━━━ Gekozen fragment ━━━

Geen mooier mens dan hij die voeling houdt met anderen, zegt Paul Kpaka en hij kan het weten. ‘Mandela’s autobiografie is mijn bijbel.’

Een fraaie prent van een rode bloem siert zijn met smaak ingerichte woonkamer. “Om een beetje kleur te geven. Dat spreekt mij aan, want ik hou wel van schoonheid en stijl”, zegt Paul Kpaka. Waarom daar ook een aquarium met drie goudvisjes in thuishoort, zal hij later in het gesprek uitleggen. Eerst zouden we het onder andere hebben over wat hem de voorbije maanden van de velden hield : een blessure.

Stel dat je de keuze hebt tussen bij Genk terugkomen uit een kruisbandblessure, zoals nu, of helemaal geen kruisband gescheurd hebben, maar wel nog bij Germinal Beerschot spelen. Wat kies je dan ?

Paul Kpaka : “( Lacht.) Dat is een moeilijke vraag, hé. Laat ik zeggen dat één jaar vroeger bij Genk zitten misschien een betere optie zou zijn. Mijn eerste seizoen bij GBA was heel goed, maar mensen twijfelden aan mij omdat ik een speler als Degryse achter mij had. Maar meedoen in de Champions League met Genk, of zelfs op de bank zitten daarin, was mooi geweest of zelfs ideaal als ervaring om daarna de plaats van Wesley(Sonck) of Moumou(Dagano) te kunnen innemen.”

Hoe zwaar is je revalidatie geweest ?

“Iedereen zei voortdurend : je komt wel terug, je komt wel terug. Natúúrlijk kom je na zo’n blessure altijd terug, maar je moet vooral mentaal heel sterk zijn om alles mee te blijven doen. Het is niet zo makkelijk als de mensen zeggen. De operatie, aan de linkerknie, was zwaarder dan verwacht. Als je na zes maanden moet terugkomen, is het logisch dat die knie niet altijd hetzelfde aanvoelt. Als je ’s ochtends wakker wordt, is het gevoel de ene dag beter, de andere dag minder en dan begin je te twijfelen natuurlijk. Gaat het lukken vandaag of niet ? Dat moeten blíjven geloven maakt het zwaar. Als je zelf elke dag één, twee uur al je oefeningen doet, verwacht je resultaat. Maar, zei de dokter mij, je komt altijd in een dode periode terecht. Je krijgt nooit de bevrediging die je wil. Pas na drie, vier maanden reageert de knie en krijg je resultaat. Dat was juist, want na die periode kwam inderdaad het gevoel terug. De doelstelling is nu om na de winterstop mijn niveau van zes, zeven maanden geleden te halen.”

Hebben die voorbije zes maanden je nog iets over jezelf geleerd ?

“Ik heb geleerd mentaal sterk te zijn, want je krijgt, wat het revalideren betreft, van niemand cadeautjes : je moet het zelf doen. Ik kreeg wel complimenten van iedereen voor mijn harde werken, maar dat maakte mij niet snel tevreden, dus daarom ben ik van de zomer ook niet op vakantie gegaan. Ik wou verder revalideren. Zo ben ik nu eenmaal. Soms wou ik te veel, maar ik moest wel dúrven de oefeningen te doen met pijn in de knie. Durven meer dan zestig procent te geven als ik zelf voelde dat het kon. Maar alles verliep gecontroleerd.”

━━━ Gegevensregels ━━━

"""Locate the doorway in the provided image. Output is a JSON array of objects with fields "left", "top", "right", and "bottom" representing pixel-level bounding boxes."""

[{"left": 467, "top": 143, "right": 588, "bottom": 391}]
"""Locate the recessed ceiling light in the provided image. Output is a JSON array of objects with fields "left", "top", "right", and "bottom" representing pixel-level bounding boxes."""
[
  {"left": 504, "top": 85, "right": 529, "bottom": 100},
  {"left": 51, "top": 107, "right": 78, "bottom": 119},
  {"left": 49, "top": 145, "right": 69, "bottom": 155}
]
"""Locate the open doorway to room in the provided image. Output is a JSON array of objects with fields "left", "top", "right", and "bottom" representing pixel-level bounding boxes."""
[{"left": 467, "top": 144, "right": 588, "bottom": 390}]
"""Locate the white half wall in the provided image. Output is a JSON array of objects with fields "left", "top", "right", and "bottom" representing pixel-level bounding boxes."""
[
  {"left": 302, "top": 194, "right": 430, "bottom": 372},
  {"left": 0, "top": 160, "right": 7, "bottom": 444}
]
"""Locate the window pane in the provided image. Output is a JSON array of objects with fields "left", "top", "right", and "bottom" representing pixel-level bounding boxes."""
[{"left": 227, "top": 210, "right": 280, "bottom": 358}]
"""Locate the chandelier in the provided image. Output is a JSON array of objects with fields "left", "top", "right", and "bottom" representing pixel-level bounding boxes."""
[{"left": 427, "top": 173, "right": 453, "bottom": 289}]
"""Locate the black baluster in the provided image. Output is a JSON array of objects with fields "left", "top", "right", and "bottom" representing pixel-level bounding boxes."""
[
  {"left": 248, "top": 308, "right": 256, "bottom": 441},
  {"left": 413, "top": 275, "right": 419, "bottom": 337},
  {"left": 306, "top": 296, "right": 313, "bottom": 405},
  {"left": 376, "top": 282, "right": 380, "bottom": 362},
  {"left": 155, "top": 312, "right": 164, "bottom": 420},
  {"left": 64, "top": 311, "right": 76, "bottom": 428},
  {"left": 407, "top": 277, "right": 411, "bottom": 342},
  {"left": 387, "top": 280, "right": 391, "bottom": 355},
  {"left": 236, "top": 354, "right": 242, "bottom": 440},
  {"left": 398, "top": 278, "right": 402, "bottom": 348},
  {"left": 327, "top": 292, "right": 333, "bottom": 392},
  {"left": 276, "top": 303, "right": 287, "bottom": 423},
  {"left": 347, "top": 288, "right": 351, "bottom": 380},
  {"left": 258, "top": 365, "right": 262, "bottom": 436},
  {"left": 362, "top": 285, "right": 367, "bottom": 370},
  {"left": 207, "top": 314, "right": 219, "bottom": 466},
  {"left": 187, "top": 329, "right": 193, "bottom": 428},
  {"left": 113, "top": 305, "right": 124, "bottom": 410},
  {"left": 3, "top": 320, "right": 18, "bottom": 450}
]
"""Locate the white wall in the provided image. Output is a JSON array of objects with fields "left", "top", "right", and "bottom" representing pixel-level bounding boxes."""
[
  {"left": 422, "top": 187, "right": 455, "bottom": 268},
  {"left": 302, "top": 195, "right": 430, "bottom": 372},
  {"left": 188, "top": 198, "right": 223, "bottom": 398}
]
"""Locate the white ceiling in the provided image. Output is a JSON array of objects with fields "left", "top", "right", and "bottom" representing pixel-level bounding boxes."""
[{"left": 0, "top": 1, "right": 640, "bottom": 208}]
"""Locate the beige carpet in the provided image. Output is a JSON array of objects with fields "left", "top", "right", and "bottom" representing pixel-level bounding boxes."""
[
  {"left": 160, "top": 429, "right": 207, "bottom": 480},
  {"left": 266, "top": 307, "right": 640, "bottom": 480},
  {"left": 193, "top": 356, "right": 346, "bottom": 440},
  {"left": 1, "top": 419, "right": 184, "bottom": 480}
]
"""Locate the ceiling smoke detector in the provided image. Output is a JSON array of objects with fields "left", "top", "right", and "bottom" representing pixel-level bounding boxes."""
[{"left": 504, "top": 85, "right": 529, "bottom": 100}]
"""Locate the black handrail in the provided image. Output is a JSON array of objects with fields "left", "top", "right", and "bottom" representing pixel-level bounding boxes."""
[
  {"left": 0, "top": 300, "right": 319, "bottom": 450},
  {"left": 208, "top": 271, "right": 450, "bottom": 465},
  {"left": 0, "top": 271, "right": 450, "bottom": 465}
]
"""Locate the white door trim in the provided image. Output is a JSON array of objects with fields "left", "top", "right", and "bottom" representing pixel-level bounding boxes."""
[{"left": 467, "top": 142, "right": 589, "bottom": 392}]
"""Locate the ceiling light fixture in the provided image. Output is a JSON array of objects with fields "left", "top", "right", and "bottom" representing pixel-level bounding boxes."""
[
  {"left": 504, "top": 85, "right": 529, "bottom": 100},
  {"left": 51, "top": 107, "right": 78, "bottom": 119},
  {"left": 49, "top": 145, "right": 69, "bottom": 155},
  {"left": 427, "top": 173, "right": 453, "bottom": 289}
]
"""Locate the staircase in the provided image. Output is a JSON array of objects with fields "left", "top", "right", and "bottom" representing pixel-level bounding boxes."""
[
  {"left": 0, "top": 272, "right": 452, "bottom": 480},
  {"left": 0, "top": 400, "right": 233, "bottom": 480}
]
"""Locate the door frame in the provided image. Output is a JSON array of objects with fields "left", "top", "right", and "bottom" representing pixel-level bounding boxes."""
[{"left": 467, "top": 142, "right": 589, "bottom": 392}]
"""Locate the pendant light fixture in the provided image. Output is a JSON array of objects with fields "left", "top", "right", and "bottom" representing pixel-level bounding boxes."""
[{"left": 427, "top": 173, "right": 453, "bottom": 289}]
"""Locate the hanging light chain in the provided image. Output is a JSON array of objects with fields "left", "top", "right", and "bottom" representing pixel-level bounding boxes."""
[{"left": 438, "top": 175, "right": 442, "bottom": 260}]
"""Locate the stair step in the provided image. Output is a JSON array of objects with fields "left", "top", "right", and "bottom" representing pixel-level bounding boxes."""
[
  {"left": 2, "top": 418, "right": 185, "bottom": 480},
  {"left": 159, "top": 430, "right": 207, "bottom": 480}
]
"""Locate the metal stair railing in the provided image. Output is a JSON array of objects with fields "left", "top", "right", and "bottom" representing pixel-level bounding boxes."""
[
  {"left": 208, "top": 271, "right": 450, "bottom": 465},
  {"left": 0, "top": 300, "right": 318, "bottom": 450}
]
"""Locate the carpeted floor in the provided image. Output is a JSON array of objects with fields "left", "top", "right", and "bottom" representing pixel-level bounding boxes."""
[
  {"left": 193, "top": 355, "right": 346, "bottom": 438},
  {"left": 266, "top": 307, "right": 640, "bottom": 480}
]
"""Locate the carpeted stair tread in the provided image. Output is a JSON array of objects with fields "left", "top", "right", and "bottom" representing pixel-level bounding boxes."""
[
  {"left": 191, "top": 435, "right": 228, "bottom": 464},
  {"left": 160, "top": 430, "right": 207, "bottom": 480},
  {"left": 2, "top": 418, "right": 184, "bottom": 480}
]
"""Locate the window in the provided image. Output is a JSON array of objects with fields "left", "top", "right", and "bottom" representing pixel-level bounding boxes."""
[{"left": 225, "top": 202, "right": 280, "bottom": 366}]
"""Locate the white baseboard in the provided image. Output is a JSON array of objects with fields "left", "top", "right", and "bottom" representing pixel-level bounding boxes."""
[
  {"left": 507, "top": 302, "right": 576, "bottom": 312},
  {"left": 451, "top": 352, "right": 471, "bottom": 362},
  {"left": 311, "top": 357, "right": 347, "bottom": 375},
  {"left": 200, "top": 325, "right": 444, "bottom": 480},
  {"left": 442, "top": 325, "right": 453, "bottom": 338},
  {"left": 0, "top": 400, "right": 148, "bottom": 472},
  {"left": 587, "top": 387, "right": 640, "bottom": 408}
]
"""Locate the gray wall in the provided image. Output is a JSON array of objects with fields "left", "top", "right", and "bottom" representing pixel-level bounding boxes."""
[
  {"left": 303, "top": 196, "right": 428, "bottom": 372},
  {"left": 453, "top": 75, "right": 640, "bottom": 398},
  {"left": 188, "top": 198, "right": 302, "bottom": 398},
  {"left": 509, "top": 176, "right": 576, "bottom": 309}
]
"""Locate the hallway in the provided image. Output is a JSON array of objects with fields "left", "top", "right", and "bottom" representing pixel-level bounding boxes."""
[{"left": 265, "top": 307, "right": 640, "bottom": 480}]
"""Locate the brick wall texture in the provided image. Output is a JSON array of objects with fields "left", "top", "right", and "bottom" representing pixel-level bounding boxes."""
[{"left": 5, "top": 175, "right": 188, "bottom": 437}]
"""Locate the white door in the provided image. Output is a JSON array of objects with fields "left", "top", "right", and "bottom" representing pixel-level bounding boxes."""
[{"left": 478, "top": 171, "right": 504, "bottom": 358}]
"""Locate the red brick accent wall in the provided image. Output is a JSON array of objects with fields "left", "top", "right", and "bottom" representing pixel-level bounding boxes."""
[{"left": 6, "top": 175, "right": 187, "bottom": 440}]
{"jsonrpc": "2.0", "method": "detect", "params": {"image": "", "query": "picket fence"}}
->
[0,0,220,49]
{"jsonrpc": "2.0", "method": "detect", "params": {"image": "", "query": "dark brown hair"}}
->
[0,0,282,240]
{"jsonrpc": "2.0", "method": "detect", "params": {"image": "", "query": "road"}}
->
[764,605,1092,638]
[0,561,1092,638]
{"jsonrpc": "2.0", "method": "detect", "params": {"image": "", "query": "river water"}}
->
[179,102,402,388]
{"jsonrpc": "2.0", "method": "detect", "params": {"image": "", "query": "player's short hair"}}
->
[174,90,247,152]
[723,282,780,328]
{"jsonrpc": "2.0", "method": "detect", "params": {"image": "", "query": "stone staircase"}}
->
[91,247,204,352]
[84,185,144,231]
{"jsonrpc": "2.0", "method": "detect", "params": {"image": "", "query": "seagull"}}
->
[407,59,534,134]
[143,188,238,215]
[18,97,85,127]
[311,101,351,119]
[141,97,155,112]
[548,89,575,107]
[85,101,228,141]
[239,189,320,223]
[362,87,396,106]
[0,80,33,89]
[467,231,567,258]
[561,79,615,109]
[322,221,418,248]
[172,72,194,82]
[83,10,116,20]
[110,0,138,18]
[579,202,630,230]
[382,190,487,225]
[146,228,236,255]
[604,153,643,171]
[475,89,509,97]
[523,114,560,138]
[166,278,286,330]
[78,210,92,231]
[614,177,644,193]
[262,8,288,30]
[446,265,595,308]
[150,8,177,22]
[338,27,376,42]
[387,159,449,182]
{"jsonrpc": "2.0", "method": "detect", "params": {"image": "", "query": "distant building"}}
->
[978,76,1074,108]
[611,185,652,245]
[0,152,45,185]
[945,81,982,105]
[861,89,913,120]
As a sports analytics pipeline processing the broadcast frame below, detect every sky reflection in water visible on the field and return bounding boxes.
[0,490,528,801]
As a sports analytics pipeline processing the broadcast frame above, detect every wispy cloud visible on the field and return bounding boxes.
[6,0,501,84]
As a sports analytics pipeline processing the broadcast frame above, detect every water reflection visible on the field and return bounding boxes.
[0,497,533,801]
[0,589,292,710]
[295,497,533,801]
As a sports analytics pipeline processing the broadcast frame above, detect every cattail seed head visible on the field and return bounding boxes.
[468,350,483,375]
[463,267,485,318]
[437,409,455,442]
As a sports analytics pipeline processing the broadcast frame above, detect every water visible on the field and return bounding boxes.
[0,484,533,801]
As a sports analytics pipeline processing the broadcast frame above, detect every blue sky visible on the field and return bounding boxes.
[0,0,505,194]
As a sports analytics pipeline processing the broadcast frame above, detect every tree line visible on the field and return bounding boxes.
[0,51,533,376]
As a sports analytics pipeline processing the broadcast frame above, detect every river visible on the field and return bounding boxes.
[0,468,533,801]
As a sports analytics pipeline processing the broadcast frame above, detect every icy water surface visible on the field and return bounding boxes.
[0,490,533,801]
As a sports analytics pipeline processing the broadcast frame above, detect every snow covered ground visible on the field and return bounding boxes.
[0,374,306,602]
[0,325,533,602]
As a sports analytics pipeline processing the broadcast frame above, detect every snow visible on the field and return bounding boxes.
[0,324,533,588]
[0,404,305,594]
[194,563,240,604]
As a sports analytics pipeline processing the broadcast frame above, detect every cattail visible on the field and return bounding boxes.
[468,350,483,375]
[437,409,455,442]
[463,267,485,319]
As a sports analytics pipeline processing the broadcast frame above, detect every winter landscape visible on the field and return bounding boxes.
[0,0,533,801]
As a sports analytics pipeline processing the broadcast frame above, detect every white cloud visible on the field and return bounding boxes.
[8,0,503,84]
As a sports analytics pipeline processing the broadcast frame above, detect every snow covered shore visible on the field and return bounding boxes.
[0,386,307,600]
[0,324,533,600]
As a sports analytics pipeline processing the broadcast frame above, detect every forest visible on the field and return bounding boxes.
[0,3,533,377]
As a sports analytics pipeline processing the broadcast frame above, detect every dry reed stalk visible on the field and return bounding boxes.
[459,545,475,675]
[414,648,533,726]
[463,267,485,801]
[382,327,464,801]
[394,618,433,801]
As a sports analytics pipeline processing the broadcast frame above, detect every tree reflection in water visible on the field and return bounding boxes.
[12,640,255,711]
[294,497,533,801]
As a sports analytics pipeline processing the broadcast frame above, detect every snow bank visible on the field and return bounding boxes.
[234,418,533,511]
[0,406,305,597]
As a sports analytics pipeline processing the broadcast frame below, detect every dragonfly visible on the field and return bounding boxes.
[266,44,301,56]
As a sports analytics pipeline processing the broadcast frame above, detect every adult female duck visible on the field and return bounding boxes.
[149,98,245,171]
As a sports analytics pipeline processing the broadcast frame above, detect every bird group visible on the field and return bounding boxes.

━━━

• [Opdrachten]:
[A] Welke andere voetballers dan hijzelf noemt Paul Kpaka in het interview bij naam? Geef ze allemaal.
[B] Schrijf de regels uit de lijst over, te beginnen bij de regel met "every snow visible" en doorlopend tot en met de laatste regel van de lijst.

• [Verwachte antwoorden]:
[A] Degryse, Wesley Sonck en Moumou Dagano.

[B]
As a sports analytics pipeline processing the broadcast frame above, detect every snow visible on the field and return bounding boxes.
[0,324,533,588]
[0,404,305,594]
[194,563,240,604]
As a sports analytics pipeline processing the broadcast frame above, detect every cattail visible on the field and return bounding boxes.
[468,350,483,375]
[437,409,455,442]
[463,267,485,319]
As a sports analytics pipeline processing the broadcast frame above, detect every winter landscape visible on the field and return bounding boxes.
[0,0,533,801]
As a sports analytics pipeline processing the broadcast frame above, detect every white cloud visible on the field and return bounding boxes.
[8,0,503,84]
As a sports analytics pipeline processing the broadcast frame above, detect every snow covered shore visible on the field and return bounding boxes.
[0,386,307,600]
[0,324,533,600]
As a sports analytics pipeline processing the broadcast frame above, detect every forest visible on the field and return bounding boxes.
[0,3,533,377]
As a sports analytics pipeline processing the broadcast frame above, detect every dry reed stalk visible on the field and return bounding boxes.
[459,545,475,675]
[414,648,533,726]
[463,267,485,801]
[382,327,464,801]
[394,618,433,801]
As a sports analytics pipeline processing the broadcast frame above, detect every tree reflection in water visible on the field and return bounding boxes.
[12,640,255,711]
[294,497,533,801]
As a sports analytics pipeline processing the broadcast frame above, detect every snow bank visible on the field and return bounding boxes.
[234,418,533,511]
[0,406,305,597]
As a sports analytics pipeline processing the broadcast frame below, detect every dragonfly visible on the field and return bounding boxes.
[266,44,301,56]
As a sports analytics pipeline processing the broadcast frame above, detect every adult female duck visible on the field and return bounding boxes.
[149,98,245,171]
As a sports analytics pipeline processing the broadcast frame above, detect every bird group visible on the field and return bounding boxes.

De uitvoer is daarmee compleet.